### Directions
Line by line, copy the material that follows without leaving anything out.
********
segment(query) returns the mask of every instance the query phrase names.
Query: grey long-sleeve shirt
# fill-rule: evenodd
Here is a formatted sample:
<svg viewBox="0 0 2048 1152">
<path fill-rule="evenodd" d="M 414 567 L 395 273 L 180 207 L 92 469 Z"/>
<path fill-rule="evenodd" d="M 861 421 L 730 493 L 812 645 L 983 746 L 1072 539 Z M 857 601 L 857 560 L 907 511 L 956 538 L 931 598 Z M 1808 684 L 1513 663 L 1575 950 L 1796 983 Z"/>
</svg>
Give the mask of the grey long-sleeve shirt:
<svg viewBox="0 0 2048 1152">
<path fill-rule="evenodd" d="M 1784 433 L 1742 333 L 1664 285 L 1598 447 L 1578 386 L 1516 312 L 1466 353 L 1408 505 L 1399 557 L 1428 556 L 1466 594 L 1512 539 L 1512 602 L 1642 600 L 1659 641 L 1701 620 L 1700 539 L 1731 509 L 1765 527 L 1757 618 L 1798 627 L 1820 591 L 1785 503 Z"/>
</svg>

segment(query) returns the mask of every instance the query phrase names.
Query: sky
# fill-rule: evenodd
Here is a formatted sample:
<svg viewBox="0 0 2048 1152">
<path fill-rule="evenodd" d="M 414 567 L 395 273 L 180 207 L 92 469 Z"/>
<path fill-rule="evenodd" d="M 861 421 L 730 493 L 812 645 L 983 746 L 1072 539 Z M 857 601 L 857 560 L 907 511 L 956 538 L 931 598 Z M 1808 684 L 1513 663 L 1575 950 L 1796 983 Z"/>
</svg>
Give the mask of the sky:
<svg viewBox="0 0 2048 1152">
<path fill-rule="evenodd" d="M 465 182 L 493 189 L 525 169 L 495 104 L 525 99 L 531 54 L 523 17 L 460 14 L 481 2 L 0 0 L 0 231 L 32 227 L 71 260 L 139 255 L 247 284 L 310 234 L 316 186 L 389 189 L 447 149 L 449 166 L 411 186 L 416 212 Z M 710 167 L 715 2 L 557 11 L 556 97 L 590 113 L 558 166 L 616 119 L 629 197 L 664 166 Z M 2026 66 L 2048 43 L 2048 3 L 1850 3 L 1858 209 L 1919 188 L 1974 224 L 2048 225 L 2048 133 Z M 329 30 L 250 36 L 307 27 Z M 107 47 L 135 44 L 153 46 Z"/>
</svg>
********
### Task response
segment(query) returns the mask of every instance the query phrase names.
Query: grey long-sleeve shirt
# fill-rule: evenodd
Here is a formatted sample:
<svg viewBox="0 0 2048 1152">
<path fill-rule="evenodd" d="M 414 567 L 395 273 L 180 207 L 92 469 Z"/>
<path fill-rule="evenodd" d="M 861 421 L 730 493 L 812 645 L 983 746 L 1072 539 Z M 857 601 L 857 560 L 907 511 L 956 538 L 931 598 Z M 1808 684 L 1513 663 L 1575 950 L 1796 983 Z"/>
</svg>
Give the mask of the grey long-sleeve shirt:
<svg viewBox="0 0 2048 1152">
<path fill-rule="evenodd" d="M 1784 433 L 1742 333 L 1664 285 L 1598 447 L 1578 386 L 1516 312 L 1466 353 L 1408 505 L 1399 557 L 1428 556 L 1466 594 L 1512 539 L 1512 602 L 1642 600 L 1659 641 L 1701 620 L 1700 539 L 1731 509 L 1765 527 L 1757 618 L 1798 627 L 1820 591 L 1785 503 Z"/>
</svg>

segment(query) returns the mask of every instance the query phrase names.
Query: sky
# fill-rule: evenodd
Here is a formatted sample:
<svg viewBox="0 0 2048 1152">
<path fill-rule="evenodd" d="M 414 567 L 395 273 L 180 207 L 92 469 Z"/>
<path fill-rule="evenodd" d="M 861 421 L 730 493 L 812 645 L 983 746 L 1072 539 Z M 857 601 L 857 560 L 907 511 L 956 538 L 931 598 Z M 1808 684 L 1513 663 L 1575 950 L 1796 983 Z"/>
</svg>
Give the mask of the sky:
<svg viewBox="0 0 2048 1152">
<path fill-rule="evenodd" d="M 465 182 L 493 189 L 525 169 L 495 104 L 525 99 L 531 54 L 523 17 L 460 14 L 481 2 L 0 0 L 0 231 L 32 227 L 71 260 L 139 255 L 247 284 L 310 234 L 316 186 L 389 189 L 447 149 L 449 166 L 411 186 L 416 212 Z M 710 167 L 715 2 L 557 11 L 556 97 L 590 113 L 558 166 L 616 119 L 629 197 L 664 166 Z M 2026 66 L 2048 43 L 2048 3 L 1850 3 L 1858 209 L 1919 188 L 1974 224 L 2048 225 L 2048 133 Z M 329 30 L 250 36 L 307 27 Z M 107 47 L 135 44 L 153 46 Z"/>
</svg>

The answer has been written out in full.